- _DIRECTION A_:
Find each line in the entries that contains the string "every" and copy it out. Matching is case-sensitive.

- _PAGE TEXT_:
● ● ● ● ● ● ●
Even If It Has There’s Still Hope for a Climate Agreement

Japan’s announcement last week that it would not renew its commitment to the Kyoto Protocol does not necessarily kill the international climate negotiations, argues Andrew Light.

A woman hands out names of countries to participants at the United Nations Climate Change Conference in Cancun, Mexico, on December 2, 2010. Japan announced at one of the opening plenary sessions of the talks that they would not renew their emission reduction pledges under the Kyoto Protocol once the first round of required carbon cuts expire in 2012. (AP/Eduardo Verdugo)
A woman hands out names of countries to participants at the United Nations Climate Change Conference in Cancun, Mexico, on December 2, 2010. Japan announced at one of the opening plenary sessions of the talks that they would not renew their emission reduction pledges under the Kyoto Protocol once the first round of required carbon cuts expire in 2012. (AP/Eduardo Verdugo)
● ● ● ● ● ● ●
- _EXTRACTED ENTRIES_:
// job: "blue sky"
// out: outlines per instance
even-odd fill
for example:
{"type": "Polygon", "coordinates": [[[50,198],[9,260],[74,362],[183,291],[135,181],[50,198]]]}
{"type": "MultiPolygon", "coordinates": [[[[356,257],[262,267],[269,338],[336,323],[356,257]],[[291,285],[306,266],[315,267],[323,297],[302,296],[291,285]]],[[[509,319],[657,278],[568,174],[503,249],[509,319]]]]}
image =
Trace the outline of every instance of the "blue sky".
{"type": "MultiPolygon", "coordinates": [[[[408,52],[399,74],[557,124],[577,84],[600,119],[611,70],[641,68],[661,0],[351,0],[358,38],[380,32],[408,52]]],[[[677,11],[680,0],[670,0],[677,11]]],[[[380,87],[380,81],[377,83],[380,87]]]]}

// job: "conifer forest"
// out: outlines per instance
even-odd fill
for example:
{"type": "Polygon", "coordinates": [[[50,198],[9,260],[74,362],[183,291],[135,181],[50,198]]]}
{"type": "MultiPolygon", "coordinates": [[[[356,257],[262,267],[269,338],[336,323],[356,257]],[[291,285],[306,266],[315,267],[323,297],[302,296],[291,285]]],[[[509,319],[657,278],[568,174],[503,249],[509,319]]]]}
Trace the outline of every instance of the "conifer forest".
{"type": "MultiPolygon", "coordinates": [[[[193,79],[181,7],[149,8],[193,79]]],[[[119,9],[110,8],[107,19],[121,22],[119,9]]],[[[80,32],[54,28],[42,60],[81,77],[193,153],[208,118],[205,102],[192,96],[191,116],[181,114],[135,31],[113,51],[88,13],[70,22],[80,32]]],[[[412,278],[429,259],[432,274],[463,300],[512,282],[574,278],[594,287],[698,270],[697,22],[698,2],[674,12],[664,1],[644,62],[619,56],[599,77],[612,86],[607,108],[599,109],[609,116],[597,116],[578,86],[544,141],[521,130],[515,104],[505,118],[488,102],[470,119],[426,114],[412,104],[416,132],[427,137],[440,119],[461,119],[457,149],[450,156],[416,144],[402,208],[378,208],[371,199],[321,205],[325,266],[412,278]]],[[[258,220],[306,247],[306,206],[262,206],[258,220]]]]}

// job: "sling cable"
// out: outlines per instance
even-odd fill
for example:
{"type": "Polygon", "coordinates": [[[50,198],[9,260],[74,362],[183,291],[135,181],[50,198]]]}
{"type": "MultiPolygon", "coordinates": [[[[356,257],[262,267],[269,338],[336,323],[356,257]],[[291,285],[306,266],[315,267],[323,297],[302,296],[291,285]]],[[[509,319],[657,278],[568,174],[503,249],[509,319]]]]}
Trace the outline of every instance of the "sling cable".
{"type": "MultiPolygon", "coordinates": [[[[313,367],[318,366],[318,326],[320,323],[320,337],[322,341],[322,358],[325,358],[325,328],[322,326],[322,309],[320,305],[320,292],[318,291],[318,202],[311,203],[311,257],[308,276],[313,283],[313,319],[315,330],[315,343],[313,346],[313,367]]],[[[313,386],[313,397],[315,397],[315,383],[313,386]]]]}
● ● ● ● ● ● ●
- _DIRECTION B_:
According to the climate agreement article, in what year does the first round of required carbon cuts under the Kyoto Protocol expire?

- _EXPECTED ANSWER A_:
Trace the outline of every instance of the "blue sky".
Trace the outline of every instance of the "conifer forest".
Trace the outline of every instance of the "sling cable".

- _EXPECTED ANSWER B_:
2012